*TASK PROMPT*:
Each entry below is to be printed verbatim.

*TASK MATERIAL*:
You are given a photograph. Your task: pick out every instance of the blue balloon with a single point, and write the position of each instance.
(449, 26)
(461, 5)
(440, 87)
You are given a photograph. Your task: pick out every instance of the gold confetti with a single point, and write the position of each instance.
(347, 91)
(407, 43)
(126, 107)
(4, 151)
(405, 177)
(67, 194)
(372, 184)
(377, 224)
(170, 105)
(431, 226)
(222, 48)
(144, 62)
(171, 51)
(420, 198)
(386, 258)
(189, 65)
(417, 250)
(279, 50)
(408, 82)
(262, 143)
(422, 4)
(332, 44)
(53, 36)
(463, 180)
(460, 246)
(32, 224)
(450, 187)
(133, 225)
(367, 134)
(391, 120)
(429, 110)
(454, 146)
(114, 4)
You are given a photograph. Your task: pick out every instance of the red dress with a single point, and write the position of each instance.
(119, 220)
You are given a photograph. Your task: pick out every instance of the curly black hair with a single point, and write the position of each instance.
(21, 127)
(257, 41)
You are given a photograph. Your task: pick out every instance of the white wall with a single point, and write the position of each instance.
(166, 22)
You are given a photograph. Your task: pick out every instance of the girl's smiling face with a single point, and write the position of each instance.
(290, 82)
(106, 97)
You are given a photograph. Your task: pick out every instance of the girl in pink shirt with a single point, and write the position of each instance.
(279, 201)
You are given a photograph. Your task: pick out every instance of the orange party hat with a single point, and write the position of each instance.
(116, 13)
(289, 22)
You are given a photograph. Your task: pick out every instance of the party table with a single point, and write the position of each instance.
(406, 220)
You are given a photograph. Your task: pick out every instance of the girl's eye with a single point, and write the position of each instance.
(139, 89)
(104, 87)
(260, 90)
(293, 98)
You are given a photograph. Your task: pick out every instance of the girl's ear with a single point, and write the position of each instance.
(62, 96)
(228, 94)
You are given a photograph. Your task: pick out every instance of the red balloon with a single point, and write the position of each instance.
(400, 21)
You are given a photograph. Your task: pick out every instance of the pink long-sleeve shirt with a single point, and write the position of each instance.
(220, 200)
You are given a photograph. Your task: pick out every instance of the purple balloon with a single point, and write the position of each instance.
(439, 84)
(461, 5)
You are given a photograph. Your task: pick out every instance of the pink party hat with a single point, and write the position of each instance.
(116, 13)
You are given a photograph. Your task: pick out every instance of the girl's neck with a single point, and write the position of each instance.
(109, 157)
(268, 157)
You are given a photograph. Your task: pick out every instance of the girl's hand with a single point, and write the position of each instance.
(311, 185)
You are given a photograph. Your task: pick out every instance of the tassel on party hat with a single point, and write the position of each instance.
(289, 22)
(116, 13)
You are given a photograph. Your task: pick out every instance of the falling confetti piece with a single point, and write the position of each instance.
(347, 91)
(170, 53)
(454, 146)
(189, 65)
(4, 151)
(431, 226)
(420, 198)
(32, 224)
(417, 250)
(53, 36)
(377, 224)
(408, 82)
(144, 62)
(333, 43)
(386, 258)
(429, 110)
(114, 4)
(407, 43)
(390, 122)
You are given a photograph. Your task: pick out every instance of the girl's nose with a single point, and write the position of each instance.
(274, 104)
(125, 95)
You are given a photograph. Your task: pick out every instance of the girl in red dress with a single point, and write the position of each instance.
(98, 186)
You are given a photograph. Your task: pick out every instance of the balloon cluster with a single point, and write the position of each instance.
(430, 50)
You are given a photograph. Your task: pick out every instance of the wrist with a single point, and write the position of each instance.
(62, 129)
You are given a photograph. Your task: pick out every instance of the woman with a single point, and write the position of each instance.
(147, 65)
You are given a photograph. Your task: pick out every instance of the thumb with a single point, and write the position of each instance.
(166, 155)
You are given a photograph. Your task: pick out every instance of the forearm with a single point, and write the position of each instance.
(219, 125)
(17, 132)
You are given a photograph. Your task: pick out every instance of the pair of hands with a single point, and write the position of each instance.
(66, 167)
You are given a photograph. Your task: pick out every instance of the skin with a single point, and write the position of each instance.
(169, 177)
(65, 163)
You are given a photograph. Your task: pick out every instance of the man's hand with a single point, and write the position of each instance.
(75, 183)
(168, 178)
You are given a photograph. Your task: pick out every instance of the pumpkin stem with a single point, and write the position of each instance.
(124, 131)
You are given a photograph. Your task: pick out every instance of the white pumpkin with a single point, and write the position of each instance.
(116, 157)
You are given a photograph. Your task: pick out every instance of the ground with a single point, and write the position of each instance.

*EXERCISE ANSWER*:
You are given a photograph. Your task: pick out every instance of the blue balloon with a single point, and write the position of each instance.
(449, 26)
(461, 5)
(440, 87)
You are given a photograph. Your task: pick out every instance of the gold confetti with a single point, and write the position of each instance.
(347, 91)
(407, 43)
(126, 107)
(4, 151)
(405, 177)
(67, 194)
(372, 184)
(377, 224)
(170, 105)
(431, 226)
(222, 48)
(144, 62)
(171, 51)
(420, 198)
(386, 258)
(189, 65)
(417, 250)
(279, 50)
(408, 82)
(262, 143)
(422, 4)
(332, 44)
(53, 36)
(463, 180)
(460, 246)
(32, 224)
(450, 187)
(133, 225)
(367, 134)
(391, 120)
(429, 110)
(454, 146)
(114, 4)
You are given a photograph. Your task: pick out every instance of the red dress with a single point, and write the position of each instance.
(119, 220)
You are given a photograph. Your task: pick out every instance of the curly black hair with a single point, and write the position of each instance.
(21, 127)
(257, 41)
You are given a photograph. Your task: pick out every instance of the white wall with a single point, and write the position of each instance.
(166, 22)
You are given a photograph. Your task: pick out every instance of the girl's smiling face with a single point, and write the position of each instance.
(290, 82)
(106, 97)
You are given a photograph. Your task: pick out every instance of the girl in pink shirt with a single point, and write the position of each instance.
(279, 201)
You are given a photograph. Your task: pick out every instance of the orange party hat with a single point, and write the position of each instance.
(116, 13)
(289, 22)
You are given a photograph. Your task: pick out every instance of the party table with a single point, and write the position of each instance.
(406, 220)
You are given a photograph. Your task: pick out every instance of the girl's eye with a single point, and write the position of each instance.
(139, 89)
(104, 87)
(260, 90)
(293, 98)
You are given a photograph. Your task: pick out every instance of the girl's ear with a single point, and write the position of each instance.
(62, 96)
(228, 94)
You are given a photograph. Your task: pick out every instance of the red balloon with a single point, and write the position of each instance.
(400, 21)
You are given a photograph. Your task: pick out every instance of the pink long-sleeve shirt with a single point, and write the position of each instance.
(220, 200)
You are given a photograph. Your task: pick out every instance of the purple balloon with a single point, and write the position of each instance.
(439, 84)
(461, 5)
You are given a photograph. Your task: pick out every instance of the pink party hat with a single point, and write the position of each instance.
(116, 13)
You are given a photograph. Your task: pick out every instance of the girl's neck with a single point, and write the position of each instance.
(109, 157)
(268, 157)
You are given a photograph. Your task: pick out every instance of the girl's hand with a single point, and write the position of each instance.
(311, 185)
You are given a photograph. Your task: pick out every instance of the tassel on party hat with a single point, and write the position of each instance.
(289, 22)
(116, 13)
You are given a photograph. Your task: pick out every instance of the falling confetti piece with a single point, and write the position of each instance.
(347, 91)
(170, 53)
(454, 146)
(189, 65)
(4, 151)
(431, 226)
(420, 198)
(32, 224)
(417, 250)
(53, 36)
(377, 224)
(408, 82)
(144, 62)
(333, 43)
(386, 258)
(429, 110)
(114, 4)
(407, 43)
(390, 122)
You are given a photograph. Your task: pick out every instance of the girl's nose with a single point, and write the position of each instance.
(274, 104)
(125, 95)
You are given a photograph. Your task: pick out every instance of the girl in red dress with a single point, and write the position of each instance.
(98, 186)
You are given a photograph. Your task: pick out every instance of the balloon cluster with a single point, and write the position of each instance.
(430, 50)
You are given a photograph. Your task: pick out every instance of the wrist with a single point, and write the position of each instance.
(62, 129)
You are given a photograph. Your task: pick out every instance of the woman with a single point, and write the position of each instance.
(147, 65)
You are given a photograph. Your task: pick out every instance of the thumb with a single point, and write the position of each instance.
(166, 155)
You are given a photograph. Your task: pick out every instance of the forearm with a single point, and write the position of each instance.
(219, 125)
(17, 132)
You are given a photograph. Your task: pick out every instance of the pair of hands with a single point, and write the position of each instance.
(66, 167)
You are given a photograph. Your task: pick out every instance of the skin with a single point, and write the position of each instance.
(169, 177)
(65, 163)
You are given a photograph. Your task: pick out every instance of the man's hand with a single point, and write the position of each instance.
(75, 183)
(168, 178)
You are given a photograph. Your task: pick out every instance of the pumpkin stem with a single point, and write the position of each instance.
(124, 131)
You are given a photograph. Your task: pick out every instance of the white pumpkin with a single point, and write the position of each instance.
(116, 157)
You are given a photograph. Your task: pick out every instance of the ground with a single point, and write the position of each instance.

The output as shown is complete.